Reproduce the listing starting at its first line and ending at the line containing "152L18 202L61 192L60", with "green grass blade" swapped for "yellow grass blade" and everything else left unchanged.

________

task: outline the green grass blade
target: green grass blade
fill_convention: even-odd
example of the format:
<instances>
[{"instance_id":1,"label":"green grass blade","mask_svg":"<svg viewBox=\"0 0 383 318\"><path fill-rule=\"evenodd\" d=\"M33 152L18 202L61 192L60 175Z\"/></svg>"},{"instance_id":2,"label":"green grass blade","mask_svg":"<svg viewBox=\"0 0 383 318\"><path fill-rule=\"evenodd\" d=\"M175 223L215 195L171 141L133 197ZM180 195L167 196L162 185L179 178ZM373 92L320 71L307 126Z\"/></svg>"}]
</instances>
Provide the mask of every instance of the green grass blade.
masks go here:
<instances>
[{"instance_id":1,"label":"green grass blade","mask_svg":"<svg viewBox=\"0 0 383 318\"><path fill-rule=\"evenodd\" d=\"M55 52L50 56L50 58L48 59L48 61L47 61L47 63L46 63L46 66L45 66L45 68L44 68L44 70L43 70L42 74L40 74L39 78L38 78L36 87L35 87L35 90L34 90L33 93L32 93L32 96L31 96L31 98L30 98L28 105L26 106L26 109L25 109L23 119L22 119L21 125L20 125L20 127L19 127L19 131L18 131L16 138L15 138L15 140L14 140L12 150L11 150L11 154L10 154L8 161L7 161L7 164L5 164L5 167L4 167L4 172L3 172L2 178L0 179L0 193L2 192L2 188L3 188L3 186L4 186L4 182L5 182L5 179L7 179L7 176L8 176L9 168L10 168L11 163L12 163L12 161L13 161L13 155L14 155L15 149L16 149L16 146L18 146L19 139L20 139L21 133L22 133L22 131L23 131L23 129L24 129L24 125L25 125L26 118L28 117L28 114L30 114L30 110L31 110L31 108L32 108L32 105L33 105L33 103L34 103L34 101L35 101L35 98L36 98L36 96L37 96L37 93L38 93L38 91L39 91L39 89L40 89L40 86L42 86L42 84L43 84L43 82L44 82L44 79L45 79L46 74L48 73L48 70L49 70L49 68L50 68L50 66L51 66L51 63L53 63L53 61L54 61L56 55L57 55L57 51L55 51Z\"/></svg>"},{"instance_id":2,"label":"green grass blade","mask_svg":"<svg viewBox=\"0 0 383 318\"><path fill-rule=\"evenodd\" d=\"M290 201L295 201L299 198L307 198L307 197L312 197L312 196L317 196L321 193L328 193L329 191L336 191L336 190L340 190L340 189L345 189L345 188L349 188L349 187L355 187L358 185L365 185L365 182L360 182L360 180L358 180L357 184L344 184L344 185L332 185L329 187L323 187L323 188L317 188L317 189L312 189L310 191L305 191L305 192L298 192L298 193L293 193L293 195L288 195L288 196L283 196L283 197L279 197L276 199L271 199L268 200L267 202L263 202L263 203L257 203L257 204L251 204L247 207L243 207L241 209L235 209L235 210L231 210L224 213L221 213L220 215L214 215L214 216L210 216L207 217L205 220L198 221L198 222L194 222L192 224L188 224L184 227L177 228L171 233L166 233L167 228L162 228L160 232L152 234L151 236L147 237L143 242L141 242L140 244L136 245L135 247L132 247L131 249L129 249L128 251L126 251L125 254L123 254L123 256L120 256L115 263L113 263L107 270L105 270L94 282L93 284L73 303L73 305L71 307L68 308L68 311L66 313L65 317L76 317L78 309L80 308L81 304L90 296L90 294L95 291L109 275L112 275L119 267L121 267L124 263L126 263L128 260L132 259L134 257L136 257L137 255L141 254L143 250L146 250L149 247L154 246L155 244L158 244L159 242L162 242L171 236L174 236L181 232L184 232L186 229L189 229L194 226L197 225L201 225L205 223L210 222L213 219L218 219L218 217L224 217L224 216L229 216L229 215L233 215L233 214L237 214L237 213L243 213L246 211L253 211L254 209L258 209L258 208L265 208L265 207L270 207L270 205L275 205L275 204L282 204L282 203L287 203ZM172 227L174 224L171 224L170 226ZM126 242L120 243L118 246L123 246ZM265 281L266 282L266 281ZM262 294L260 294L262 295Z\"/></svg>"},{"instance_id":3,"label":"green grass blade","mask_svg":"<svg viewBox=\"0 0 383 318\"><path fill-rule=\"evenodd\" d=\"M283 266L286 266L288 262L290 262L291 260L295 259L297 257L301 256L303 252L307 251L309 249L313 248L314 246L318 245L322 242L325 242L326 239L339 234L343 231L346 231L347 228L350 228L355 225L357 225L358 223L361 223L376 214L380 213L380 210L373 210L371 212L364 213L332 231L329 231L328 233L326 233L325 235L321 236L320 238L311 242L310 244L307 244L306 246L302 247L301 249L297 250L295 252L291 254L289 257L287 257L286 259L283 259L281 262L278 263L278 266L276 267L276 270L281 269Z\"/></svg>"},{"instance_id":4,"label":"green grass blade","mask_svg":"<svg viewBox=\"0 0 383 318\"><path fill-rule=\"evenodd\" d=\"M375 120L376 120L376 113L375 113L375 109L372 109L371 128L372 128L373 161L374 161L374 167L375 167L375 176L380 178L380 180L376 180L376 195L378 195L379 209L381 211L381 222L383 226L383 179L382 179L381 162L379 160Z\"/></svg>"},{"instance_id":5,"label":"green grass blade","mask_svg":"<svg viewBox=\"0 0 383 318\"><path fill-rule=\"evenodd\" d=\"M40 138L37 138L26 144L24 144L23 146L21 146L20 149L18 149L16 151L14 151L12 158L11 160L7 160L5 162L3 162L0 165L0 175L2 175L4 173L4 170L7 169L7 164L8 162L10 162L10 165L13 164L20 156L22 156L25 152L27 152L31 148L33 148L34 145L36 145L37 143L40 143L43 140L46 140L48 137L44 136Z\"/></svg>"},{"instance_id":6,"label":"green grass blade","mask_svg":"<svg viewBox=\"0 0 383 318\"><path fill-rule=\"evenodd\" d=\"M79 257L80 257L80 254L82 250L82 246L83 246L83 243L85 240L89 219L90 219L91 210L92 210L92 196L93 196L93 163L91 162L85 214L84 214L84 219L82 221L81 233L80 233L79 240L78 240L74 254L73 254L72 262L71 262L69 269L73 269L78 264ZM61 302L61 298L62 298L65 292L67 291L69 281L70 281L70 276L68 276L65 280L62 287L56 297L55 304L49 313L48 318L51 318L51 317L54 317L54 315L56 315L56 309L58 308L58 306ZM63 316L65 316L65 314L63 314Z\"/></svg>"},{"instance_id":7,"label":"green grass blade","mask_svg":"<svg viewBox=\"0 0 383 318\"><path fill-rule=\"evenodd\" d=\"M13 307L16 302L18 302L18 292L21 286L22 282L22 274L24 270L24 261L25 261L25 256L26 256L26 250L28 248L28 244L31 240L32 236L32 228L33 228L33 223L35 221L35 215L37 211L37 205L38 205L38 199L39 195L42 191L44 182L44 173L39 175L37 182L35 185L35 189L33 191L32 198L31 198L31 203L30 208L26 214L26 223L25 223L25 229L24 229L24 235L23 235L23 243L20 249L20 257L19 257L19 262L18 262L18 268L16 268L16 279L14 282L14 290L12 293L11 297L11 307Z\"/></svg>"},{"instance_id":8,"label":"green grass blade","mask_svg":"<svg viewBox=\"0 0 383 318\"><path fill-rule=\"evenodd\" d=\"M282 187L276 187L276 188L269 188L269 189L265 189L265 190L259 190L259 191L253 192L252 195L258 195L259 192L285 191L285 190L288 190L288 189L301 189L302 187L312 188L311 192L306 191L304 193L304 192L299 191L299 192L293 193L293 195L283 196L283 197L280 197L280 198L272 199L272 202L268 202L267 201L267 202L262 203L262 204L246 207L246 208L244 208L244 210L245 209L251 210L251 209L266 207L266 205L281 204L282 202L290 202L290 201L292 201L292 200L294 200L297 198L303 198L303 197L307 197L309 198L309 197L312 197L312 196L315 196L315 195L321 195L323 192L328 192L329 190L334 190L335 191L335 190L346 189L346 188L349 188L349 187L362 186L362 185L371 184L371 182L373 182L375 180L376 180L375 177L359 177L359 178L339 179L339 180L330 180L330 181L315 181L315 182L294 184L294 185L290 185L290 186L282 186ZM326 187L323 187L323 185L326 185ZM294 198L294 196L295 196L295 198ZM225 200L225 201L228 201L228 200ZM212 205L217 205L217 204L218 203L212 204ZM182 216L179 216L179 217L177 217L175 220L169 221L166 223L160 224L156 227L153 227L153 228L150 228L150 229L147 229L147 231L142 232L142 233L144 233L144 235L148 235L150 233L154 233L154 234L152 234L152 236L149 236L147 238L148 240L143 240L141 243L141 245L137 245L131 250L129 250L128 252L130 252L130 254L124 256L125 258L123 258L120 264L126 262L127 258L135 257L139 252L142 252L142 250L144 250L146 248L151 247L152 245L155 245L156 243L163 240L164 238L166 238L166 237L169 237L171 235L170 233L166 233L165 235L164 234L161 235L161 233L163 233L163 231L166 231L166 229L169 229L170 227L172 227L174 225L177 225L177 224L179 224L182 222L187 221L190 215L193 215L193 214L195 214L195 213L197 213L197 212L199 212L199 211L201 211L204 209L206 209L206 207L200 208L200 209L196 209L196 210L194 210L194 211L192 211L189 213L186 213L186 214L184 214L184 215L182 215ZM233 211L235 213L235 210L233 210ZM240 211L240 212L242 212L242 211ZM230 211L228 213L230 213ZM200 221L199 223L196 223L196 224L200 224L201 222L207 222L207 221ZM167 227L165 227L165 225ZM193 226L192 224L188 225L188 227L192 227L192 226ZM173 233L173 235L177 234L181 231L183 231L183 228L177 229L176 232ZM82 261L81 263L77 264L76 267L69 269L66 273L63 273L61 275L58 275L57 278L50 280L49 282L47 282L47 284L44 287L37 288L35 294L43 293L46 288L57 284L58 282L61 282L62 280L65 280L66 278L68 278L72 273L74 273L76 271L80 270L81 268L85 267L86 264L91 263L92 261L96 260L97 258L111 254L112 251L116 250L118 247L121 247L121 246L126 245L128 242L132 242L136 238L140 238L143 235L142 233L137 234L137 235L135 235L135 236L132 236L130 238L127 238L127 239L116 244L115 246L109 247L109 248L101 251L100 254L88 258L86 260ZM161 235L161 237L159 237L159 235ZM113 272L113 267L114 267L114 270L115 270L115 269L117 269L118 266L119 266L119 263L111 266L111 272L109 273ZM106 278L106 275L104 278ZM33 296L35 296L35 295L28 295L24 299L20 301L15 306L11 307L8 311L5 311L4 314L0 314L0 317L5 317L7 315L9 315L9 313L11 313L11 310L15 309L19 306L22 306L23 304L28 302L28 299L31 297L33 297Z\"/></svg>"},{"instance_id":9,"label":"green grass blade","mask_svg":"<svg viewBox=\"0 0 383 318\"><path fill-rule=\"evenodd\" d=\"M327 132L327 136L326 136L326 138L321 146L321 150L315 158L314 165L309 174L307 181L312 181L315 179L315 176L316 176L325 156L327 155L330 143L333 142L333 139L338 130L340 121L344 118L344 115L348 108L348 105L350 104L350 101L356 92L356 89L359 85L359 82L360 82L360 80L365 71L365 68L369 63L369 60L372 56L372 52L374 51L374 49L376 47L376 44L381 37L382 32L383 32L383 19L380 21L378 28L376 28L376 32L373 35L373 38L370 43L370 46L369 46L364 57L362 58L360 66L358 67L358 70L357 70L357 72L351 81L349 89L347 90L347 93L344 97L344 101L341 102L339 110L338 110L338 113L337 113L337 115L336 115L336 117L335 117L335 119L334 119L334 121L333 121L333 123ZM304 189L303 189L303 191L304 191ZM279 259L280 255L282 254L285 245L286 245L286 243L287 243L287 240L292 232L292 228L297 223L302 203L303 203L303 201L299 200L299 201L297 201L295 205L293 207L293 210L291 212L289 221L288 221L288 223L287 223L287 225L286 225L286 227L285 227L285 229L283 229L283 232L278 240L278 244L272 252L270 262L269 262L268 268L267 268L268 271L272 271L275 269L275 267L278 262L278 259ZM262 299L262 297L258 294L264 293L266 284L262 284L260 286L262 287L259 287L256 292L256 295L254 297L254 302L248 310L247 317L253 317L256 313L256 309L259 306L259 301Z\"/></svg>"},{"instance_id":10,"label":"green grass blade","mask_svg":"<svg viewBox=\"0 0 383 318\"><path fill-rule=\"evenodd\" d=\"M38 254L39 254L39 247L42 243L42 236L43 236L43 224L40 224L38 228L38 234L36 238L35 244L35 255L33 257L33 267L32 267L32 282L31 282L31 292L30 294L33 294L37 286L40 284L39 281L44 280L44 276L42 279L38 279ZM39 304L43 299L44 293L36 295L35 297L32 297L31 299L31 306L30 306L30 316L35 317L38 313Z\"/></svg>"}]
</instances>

________

Output of the exercise:
task: outline the yellow grass blade
target: yellow grass blade
fill_convention: even-odd
example of the format:
<instances>
[{"instance_id":1,"label":"yellow grass blade","mask_svg":"<svg viewBox=\"0 0 383 318\"><path fill-rule=\"evenodd\" d=\"M33 152L18 202L61 192L60 175Z\"/></svg>"},{"instance_id":2,"label":"yellow grass blade","mask_svg":"<svg viewBox=\"0 0 383 318\"><path fill-rule=\"evenodd\" d=\"M175 223L215 195L171 141L133 197ZM180 195L167 196L162 185L179 178ZM373 92L320 71L307 126Z\"/></svg>"}]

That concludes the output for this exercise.